Update the rows from the line with "Return one point for each instance of the green" through the end of the rows: replace "Say nothing beyond" with "Give nothing but" and keep everything else unchanged. Give back only those lines.

-------- GIVEN INFORMATION --------

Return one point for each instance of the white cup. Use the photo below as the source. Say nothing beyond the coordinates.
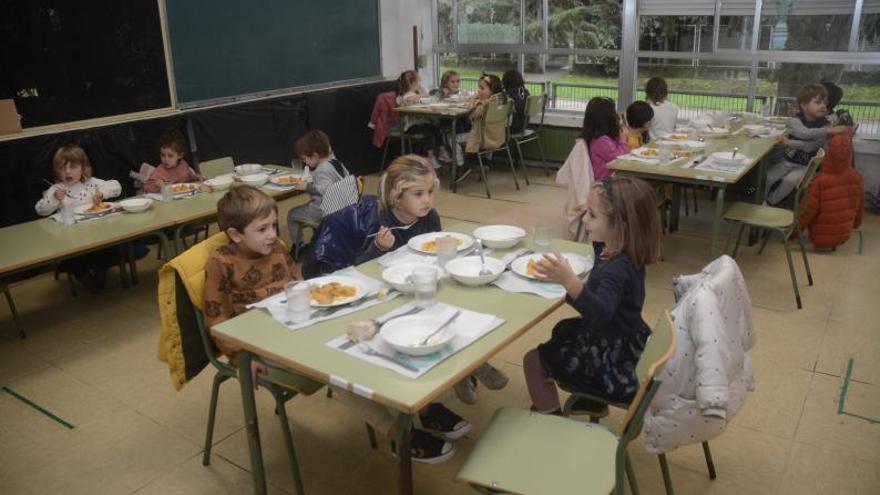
(298, 308)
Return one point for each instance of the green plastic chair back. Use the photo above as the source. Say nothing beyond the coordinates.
(220, 166)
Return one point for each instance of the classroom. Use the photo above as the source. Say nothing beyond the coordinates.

--------

### EXERCISE SOLUTION
Return one point for each instance of the green plastic chair back. Use the photo above as the source. Give nothing but the coordinates.
(220, 166)
Return one point for each instance of the classroom. Use the photo above as the source. Give nothing but the coordinates.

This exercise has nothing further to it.